Description of the task> List every line in the data below that contains the word "pepper".

______

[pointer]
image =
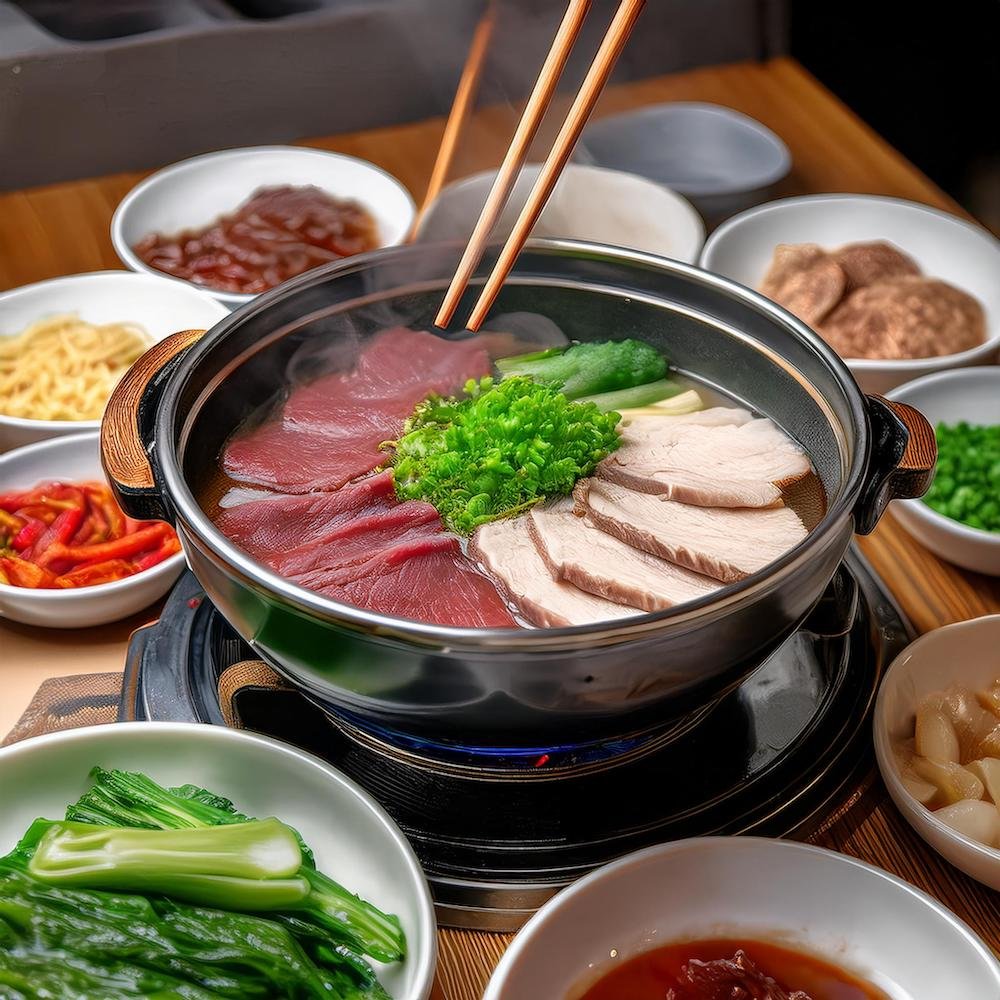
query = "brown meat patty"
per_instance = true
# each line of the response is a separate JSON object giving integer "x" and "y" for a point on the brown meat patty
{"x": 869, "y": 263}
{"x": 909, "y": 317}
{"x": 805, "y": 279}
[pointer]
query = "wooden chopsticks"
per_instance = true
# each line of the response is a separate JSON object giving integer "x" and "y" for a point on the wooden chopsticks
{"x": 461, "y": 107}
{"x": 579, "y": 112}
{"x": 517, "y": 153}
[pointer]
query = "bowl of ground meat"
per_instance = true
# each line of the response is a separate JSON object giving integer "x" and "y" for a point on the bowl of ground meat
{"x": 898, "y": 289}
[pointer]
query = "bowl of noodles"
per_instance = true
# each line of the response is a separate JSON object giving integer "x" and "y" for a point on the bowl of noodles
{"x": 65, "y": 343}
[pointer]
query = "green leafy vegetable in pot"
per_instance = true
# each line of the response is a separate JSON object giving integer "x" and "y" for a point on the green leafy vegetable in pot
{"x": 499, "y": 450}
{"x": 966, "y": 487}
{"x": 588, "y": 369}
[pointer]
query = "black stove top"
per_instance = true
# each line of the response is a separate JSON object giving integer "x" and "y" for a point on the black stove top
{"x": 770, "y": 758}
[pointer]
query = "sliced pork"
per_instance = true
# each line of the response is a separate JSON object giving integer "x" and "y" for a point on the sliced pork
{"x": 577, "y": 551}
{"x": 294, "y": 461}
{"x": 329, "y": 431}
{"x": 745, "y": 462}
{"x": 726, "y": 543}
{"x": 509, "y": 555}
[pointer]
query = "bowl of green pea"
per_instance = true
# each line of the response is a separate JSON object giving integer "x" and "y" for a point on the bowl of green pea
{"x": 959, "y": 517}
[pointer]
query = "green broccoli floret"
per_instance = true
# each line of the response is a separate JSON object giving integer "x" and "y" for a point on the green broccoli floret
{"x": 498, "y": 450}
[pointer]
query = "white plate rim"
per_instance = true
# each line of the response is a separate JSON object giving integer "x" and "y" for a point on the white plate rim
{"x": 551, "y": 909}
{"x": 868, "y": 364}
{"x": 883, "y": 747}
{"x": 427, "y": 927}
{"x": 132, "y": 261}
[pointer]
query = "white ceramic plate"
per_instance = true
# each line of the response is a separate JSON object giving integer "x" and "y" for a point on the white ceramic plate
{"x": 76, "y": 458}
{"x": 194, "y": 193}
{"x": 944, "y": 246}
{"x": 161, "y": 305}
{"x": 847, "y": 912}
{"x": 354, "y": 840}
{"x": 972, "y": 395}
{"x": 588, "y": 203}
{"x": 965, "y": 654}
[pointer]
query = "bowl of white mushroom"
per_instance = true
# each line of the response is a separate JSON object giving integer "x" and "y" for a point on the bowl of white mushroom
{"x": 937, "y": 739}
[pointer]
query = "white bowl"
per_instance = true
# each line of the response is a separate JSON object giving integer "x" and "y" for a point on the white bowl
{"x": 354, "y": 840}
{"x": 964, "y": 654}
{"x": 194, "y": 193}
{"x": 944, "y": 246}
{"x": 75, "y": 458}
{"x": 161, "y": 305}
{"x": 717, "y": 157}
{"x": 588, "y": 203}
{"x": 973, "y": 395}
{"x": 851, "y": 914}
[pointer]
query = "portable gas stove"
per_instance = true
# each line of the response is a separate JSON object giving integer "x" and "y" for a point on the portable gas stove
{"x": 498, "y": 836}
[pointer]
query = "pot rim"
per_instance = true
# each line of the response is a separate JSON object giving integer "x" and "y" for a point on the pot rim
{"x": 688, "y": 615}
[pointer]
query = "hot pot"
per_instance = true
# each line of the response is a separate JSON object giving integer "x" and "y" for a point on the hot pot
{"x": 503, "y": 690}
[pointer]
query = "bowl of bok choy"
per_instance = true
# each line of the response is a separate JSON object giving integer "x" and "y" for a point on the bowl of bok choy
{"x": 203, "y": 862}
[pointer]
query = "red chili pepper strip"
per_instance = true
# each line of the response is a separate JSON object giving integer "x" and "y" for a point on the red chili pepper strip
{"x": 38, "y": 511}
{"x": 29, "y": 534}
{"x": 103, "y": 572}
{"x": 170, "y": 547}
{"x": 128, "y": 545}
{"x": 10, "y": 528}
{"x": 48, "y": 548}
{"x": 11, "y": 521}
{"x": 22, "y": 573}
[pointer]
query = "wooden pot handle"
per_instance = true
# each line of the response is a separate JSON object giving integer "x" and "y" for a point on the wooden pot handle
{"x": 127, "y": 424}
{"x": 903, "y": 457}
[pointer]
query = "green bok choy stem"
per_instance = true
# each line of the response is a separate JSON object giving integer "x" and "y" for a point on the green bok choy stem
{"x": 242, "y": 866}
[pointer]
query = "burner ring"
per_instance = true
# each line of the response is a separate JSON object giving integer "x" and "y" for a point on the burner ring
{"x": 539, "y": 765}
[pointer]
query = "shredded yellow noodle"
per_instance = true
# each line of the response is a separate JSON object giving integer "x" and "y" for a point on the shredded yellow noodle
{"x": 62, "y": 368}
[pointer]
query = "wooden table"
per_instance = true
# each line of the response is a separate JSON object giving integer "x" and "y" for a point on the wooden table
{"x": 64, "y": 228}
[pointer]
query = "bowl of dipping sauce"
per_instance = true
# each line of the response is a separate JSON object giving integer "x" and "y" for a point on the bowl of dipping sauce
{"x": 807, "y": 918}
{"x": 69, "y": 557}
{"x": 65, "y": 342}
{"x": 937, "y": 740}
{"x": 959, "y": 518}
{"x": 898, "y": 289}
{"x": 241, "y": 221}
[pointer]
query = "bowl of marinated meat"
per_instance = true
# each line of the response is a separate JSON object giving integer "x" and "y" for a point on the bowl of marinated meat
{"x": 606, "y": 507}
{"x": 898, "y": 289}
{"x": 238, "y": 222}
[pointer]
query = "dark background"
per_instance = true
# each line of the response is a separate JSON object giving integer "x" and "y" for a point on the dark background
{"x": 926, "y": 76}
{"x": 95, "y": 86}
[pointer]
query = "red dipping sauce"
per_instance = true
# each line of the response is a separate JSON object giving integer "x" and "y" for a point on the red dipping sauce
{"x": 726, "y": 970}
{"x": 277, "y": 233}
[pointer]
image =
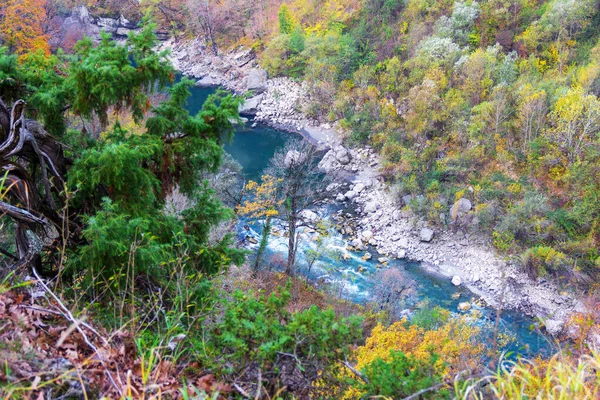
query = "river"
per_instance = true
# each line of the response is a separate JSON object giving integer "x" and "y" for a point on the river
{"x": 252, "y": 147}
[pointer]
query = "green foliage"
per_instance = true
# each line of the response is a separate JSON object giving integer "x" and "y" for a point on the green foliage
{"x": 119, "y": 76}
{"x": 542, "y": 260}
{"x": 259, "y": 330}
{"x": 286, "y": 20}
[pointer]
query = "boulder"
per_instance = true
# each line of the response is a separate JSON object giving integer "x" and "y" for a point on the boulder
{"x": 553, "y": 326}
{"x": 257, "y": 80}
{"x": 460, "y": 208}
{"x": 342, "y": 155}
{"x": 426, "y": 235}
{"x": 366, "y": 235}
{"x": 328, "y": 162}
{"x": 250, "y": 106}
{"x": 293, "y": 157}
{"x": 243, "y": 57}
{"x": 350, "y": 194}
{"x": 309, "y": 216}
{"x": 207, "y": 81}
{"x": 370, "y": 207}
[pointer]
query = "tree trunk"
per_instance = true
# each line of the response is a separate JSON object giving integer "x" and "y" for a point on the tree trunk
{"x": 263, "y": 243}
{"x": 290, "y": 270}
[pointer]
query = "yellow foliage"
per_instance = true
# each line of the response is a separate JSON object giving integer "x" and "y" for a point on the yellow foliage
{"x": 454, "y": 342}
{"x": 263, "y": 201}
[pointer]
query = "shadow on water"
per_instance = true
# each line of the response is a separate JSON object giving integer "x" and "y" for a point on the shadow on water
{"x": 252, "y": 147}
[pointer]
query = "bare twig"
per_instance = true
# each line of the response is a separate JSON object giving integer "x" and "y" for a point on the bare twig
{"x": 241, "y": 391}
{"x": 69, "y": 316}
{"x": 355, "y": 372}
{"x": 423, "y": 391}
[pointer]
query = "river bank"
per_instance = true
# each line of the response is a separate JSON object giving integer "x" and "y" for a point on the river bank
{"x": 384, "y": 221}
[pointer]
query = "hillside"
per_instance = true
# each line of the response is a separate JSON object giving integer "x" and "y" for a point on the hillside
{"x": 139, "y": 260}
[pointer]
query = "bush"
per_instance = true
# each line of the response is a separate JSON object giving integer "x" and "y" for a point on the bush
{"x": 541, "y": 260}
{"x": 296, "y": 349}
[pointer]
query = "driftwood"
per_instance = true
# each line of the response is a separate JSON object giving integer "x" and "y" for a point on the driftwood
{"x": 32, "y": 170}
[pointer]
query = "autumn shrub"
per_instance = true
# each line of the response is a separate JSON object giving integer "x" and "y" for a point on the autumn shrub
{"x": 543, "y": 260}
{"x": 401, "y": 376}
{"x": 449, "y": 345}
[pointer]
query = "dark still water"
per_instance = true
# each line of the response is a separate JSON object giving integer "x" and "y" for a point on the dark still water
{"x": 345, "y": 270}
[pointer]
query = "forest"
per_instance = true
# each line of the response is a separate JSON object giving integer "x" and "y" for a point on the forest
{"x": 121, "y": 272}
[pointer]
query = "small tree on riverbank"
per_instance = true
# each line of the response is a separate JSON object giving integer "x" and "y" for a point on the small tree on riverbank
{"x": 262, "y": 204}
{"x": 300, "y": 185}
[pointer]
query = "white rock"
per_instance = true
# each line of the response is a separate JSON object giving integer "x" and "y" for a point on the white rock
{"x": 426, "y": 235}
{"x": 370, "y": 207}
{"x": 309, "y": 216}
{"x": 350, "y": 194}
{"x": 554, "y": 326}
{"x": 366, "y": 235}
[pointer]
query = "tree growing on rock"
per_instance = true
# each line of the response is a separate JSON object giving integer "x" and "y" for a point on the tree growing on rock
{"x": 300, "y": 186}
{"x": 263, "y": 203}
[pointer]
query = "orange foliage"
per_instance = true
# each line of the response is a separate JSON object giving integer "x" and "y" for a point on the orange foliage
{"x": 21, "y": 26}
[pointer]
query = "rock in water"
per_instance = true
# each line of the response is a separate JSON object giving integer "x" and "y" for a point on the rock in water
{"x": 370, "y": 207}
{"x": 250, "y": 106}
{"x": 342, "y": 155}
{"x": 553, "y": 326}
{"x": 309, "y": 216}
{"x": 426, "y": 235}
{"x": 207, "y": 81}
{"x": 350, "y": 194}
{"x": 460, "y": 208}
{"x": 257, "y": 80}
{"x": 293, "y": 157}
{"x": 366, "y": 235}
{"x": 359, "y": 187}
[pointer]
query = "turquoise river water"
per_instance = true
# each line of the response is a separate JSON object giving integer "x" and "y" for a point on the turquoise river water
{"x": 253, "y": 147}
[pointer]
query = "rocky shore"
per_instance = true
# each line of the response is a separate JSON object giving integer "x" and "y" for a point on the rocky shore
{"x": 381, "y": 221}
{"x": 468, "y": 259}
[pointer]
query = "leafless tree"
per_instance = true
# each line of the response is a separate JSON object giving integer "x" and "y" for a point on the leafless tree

______

Answer to this problem>
query = "red chili pepper strip"
# each line of the response is a separate JSON object giving integer "x" and "y" for a point on the red chili pepper strip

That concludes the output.